- [Exercise inputs]:
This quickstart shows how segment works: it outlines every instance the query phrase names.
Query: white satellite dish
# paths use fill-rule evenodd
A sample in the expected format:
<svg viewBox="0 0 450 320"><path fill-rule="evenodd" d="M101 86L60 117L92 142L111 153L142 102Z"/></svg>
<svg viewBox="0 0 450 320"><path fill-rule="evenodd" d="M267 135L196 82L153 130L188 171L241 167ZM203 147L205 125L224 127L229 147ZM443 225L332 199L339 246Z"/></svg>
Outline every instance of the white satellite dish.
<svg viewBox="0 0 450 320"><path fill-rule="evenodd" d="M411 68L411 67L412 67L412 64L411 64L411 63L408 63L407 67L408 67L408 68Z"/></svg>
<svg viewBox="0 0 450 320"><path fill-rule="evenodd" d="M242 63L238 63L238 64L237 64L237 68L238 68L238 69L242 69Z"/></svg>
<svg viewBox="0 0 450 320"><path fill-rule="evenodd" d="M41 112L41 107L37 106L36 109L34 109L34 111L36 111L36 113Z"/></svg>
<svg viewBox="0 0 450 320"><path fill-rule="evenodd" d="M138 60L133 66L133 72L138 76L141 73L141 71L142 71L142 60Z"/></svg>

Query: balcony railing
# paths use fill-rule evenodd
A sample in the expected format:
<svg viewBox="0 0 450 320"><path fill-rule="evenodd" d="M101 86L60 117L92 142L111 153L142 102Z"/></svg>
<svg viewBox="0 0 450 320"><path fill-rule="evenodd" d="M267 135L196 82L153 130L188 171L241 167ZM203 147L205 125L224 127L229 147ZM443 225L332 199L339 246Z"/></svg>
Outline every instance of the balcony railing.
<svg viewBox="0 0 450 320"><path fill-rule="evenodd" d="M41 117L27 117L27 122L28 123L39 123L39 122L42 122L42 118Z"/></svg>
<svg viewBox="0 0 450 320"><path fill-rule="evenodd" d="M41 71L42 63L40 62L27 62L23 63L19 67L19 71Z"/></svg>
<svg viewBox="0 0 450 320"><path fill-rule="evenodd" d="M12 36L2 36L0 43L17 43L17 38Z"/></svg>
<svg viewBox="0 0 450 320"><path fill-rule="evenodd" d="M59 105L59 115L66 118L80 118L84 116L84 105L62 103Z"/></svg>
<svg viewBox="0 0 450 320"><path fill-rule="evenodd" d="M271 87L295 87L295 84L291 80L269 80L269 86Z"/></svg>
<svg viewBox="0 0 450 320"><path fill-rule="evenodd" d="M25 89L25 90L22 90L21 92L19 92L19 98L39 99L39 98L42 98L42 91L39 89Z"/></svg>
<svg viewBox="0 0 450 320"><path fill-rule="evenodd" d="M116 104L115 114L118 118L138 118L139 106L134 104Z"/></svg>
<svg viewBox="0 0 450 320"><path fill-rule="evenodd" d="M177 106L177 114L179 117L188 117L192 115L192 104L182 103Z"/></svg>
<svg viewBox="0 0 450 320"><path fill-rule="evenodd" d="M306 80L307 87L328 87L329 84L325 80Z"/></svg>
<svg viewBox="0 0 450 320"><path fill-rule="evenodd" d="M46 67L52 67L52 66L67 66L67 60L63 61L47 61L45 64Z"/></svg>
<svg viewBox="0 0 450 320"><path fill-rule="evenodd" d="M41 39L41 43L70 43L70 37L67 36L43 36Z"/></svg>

- [Work order]:
The answer must be the complete set of entries, retyped exactly.

- [Answer to this task]:
This quickstart shows how segment works: it outlines every instance the query phrase names.
Query: white satellite dish
# paths use fill-rule evenodd
A sample in the expected format:
<svg viewBox="0 0 450 320"><path fill-rule="evenodd" d="M101 86L60 117L92 142L111 153L142 102Z"/></svg>
<svg viewBox="0 0 450 320"><path fill-rule="evenodd" d="M267 135L196 82L153 130L188 171L241 167ZM203 147L205 125L224 127L229 147ZM443 225L332 199L339 246Z"/></svg>
Outline every instance of the white satellite dish.
<svg viewBox="0 0 450 320"><path fill-rule="evenodd" d="M411 68L411 67L412 67L412 64L411 64L411 63L408 63L407 67L408 67L408 68Z"/></svg>
<svg viewBox="0 0 450 320"><path fill-rule="evenodd" d="M242 63L238 63L238 64L237 64L237 68L238 68L238 69L242 69Z"/></svg>
<svg viewBox="0 0 450 320"><path fill-rule="evenodd" d="M41 112L41 107L37 106L36 109L34 109L34 111L36 111L36 113Z"/></svg>
<svg viewBox="0 0 450 320"><path fill-rule="evenodd" d="M138 60L133 66L133 72L138 76L141 73L141 71L142 71L142 60Z"/></svg>

Query: balcony railing
# paths use fill-rule evenodd
A sample in the expected format:
<svg viewBox="0 0 450 320"><path fill-rule="evenodd" d="M101 86L60 117L92 142L111 153L142 102Z"/></svg>
<svg viewBox="0 0 450 320"><path fill-rule="evenodd" d="M267 135L196 82L153 130L188 171L241 167ZM203 147L205 125L224 127L229 147ZM443 225L332 199L339 246Z"/></svg>
Outline every instance of the balcony railing.
<svg viewBox="0 0 450 320"><path fill-rule="evenodd" d="M41 117L27 117L27 122L28 123L39 123L39 122L42 122L42 118Z"/></svg>
<svg viewBox="0 0 450 320"><path fill-rule="evenodd" d="M41 71L42 63L40 62L27 62L23 63L19 67L19 71Z"/></svg>
<svg viewBox="0 0 450 320"><path fill-rule="evenodd" d="M12 36L2 36L0 43L17 43L17 38Z"/></svg>
<svg viewBox="0 0 450 320"><path fill-rule="evenodd" d="M59 105L59 115L66 118L80 118L84 116L84 105L62 103Z"/></svg>
<svg viewBox="0 0 450 320"><path fill-rule="evenodd" d="M271 87L295 87L295 84L291 80L269 80L269 86Z"/></svg>
<svg viewBox="0 0 450 320"><path fill-rule="evenodd" d="M25 89L25 90L22 90L21 92L19 92L19 98L39 99L39 98L42 98L42 91L39 89Z"/></svg>
<svg viewBox="0 0 450 320"><path fill-rule="evenodd" d="M116 104L115 114L118 118L138 118L139 106L134 104Z"/></svg>
<svg viewBox="0 0 450 320"><path fill-rule="evenodd" d="M177 106L177 114L179 117L188 117L192 115L192 104L182 103Z"/></svg>
<svg viewBox="0 0 450 320"><path fill-rule="evenodd" d="M306 80L307 87L328 87L329 84L325 80Z"/></svg>
<svg viewBox="0 0 450 320"><path fill-rule="evenodd" d="M46 67L52 67L52 66L67 66L67 60L63 61L47 61L45 64Z"/></svg>
<svg viewBox="0 0 450 320"><path fill-rule="evenodd" d="M41 39L41 43L70 43L70 37L67 36L43 36Z"/></svg>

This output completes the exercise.